**EXERCISE AIM**
Put everything from the line containing "Audit log entry: the cypress" down to the final line below into a Markdown table with the columns Row and Line, numbering each row and leaving out blank lines.

— START OF RECORDS FOR THIS TASK —

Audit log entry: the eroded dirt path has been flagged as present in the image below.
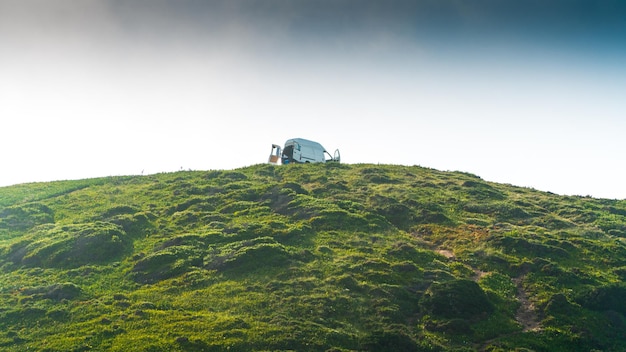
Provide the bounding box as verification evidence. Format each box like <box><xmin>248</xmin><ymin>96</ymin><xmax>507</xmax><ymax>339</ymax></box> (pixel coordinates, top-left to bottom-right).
<box><xmin>512</xmin><ymin>276</ymin><xmax>541</xmax><ymax>332</ymax></box>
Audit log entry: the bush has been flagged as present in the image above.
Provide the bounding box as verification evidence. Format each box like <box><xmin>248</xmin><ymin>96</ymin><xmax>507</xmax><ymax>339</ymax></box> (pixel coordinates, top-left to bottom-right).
<box><xmin>420</xmin><ymin>280</ymin><xmax>494</xmax><ymax>319</ymax></box>
<box><xmin>9</xmin><ymin>222</ymin><xmax>132</xmax><ymax>268</ymax></box>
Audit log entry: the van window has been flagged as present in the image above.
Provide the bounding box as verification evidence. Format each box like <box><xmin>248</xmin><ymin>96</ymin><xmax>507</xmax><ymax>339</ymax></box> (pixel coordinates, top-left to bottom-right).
<box><xmin>283</xmin><ymin>145</ymin><xmax>293</xmax><ymax>159</ymax></box>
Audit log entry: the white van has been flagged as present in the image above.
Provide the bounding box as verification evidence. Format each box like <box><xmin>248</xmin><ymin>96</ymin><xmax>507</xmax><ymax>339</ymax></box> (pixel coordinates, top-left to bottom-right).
<box><xmin>269</xmin><ymin>138</ymin><xmax>340</xmax><ymax>164</ymax></box>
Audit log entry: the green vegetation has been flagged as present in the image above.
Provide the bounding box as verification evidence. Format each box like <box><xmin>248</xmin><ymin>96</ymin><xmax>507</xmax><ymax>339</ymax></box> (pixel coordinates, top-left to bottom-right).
<box><xmin>0</xmin><ymin>163</ymin><xmax>626</xmax><ymax>352</ymax></box>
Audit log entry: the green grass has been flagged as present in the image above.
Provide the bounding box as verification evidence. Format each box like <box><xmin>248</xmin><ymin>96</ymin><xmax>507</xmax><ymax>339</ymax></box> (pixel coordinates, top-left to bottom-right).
<box><xmin>0</xmin><ymin>164</ymin><xmax>626</xmax><ymax>352</ymax></box>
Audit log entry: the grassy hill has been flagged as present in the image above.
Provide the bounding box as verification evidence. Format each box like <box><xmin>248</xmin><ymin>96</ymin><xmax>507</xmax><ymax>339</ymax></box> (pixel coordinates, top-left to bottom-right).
<box><xmin>0</xmin><ymin>164</ymin><xmax>626</xmax><ymax>352</ymax></box>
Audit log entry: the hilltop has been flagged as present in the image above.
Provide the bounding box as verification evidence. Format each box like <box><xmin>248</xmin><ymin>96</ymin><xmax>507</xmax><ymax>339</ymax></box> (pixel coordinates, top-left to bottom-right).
<box><xmin>0</xmin><ymin>163</ymin><xmax>626</xmax><ymax>352</ymax></box>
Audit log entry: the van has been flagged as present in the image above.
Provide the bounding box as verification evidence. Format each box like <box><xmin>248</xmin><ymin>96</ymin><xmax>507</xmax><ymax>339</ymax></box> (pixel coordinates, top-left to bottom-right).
<box><xmin>269</xmin><ymin>138</ymin><xmax>341</xmax><ymax>165</ymax></box>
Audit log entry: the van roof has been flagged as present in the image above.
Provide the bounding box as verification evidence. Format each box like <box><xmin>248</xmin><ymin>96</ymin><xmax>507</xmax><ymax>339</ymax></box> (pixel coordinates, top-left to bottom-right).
<box><xmin>285</xmin><ymin>138</ymin><xmax>326</xmax><ymax>151</ymax></box>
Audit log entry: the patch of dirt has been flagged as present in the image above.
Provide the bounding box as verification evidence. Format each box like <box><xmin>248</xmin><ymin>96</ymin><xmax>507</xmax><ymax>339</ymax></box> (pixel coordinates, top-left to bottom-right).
<box><xmin>436</xmin><ymin>249</ymin><xmax>455</xmax><ymax>259</ymax></box>
<box><xmin>513</xmin><ymin>276</ymin><xmax>542</xmax><ymax>332</ymax></box>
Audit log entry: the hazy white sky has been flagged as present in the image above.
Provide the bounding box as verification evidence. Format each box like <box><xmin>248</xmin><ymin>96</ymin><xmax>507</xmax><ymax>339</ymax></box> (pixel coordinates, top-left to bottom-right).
<box><xmin>0</xmin><ymin>0</ymin><xmax>626</xmax><ymax>199</ymax></box>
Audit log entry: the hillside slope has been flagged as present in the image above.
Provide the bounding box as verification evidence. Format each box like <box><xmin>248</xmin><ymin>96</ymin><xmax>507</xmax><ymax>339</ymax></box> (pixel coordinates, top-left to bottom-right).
<box><xmin>0</xmin><ymin>164</ymin><xmax>626</xmax><ymax>351</ymax></box>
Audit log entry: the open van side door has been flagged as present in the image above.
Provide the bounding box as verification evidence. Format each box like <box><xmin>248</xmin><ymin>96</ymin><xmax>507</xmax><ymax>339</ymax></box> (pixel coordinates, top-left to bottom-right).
<box><xmin>268</xmin><ymin>144</ymin><xmax>282</xmax><ymax>164</ymax></box>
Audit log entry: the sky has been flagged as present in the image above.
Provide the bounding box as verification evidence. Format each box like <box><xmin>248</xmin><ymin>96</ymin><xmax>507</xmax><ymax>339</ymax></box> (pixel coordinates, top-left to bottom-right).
<box><xmin>0</xmin><ymin>0</ymin><xmax>626</xmax><ymax>199</ymax></box>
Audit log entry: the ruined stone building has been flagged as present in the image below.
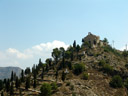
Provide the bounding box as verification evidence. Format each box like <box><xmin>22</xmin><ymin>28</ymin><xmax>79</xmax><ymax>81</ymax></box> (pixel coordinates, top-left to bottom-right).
<box><xmin>82</xmin><ymin>32</ymin><xmax>103</xmax><ymax>48</ymax></box>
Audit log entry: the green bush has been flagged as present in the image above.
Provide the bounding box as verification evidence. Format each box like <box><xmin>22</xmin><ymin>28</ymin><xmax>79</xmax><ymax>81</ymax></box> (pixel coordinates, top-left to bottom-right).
<box><xmin>82</xmin><ymin>73</ymin><xmax>88</xmax><ymax>80</ymax></box>
<box><xmin>110</xmin><ymin>75</ymin><xmax>123</xmax><ymax>88</ymax></box>
<box><xmin>125</xmin><ymin>64</ymin><xmax>128</xmax><ymax>69</ymax></box>
<box><xmin>124</xmin><ymin>78</ymin><xmax>128</xmax><ymax>89</ymax></box>
<box><xmin>99</xmin><ymin>60</ymin><xmax>106</xmax><ymax>66</ymax></box>
<box><xmin>40</xmin><ymin>83</ymin><xmax>51</xmax><ymax>96</ymax></box>
<box><xmin>51</xmin><ymin>82</ymin><xmax>58</xmax><ymax>90</ymax></box>
<box><xmin>70</xmin><ymin>85</ymin><xmax>74</xmax><ymax>90</ymax></box>
<box><xmin>73</xmin><ymin>63</ymin><xmax>85</xmax><ymax>75</ymax></box>
<box><xmin>102</xmin><ymin>64</ymin><xmax>113</xmax><ymax>74</ymax></box>
<box><xmin>66</xmin><ymin>82</ymin><xmax>71</xmax><ymax>86</ymax></box>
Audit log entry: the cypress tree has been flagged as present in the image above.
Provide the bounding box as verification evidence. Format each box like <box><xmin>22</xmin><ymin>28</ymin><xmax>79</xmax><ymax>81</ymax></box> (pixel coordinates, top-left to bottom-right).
<box><xmin>25</xmin><ymin>77</ymin><xmax>30</xmax><ymax>90</ymax></box>
<box><xmin>10</xmin><ymin>82</ymin><xmax>14</xmax><ymax>96</ymax></box>
<box><xmin>61</xmin><ymin>71</ymin><xmax>66</xmax><ymax>82</ymax></box>
<box><xmin>11</xmin><ymin>71</ymin><xmax>14</xmax><ymax>81</ymax></box>
<box><xmin>33</xmin><ymin>79</ymin><xmax>36</xmax><ymax>88</ymax></box>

— END OF RECORDS FOR THIS TASK —

**FULL ANSWER**
| Row | Line |
|---|---|
| 1 | Audit log entry: the cypress tree has been flagged as present in the image above. |
| 2 | Provide the bounding box as verification evidence. Format each box like <box><xmin>22</xmin><ymin>28</ymin><xmax>79</xmax><ymax>81</ymax></box> (pixel coordinates, top-left to bottom-right). |
| 3 | <box><xmin>25</xmin><ymin>77</ymin><xmax>30</xmax><ymax>90</ymax></box> |
| 4 | <box><xmin>10</xmin><ymin>82</ymin><xmax>14</xmax><ymax>96</ymax></box> |
| 5 | <box><xmin>61</xmin><ymin>71</ymin><xmax>66</xmax><ymax>82</ymax></box> |
| 6 | <box><xmin>11</xmin><ymin>71</ymin><xmax>14</xmax><ymax>81</ymax></box> |
| 7 | <box><xmin>33</xmin><ymin>79</ymin><xmax>36</xmax><ymax>88</ymax></box> |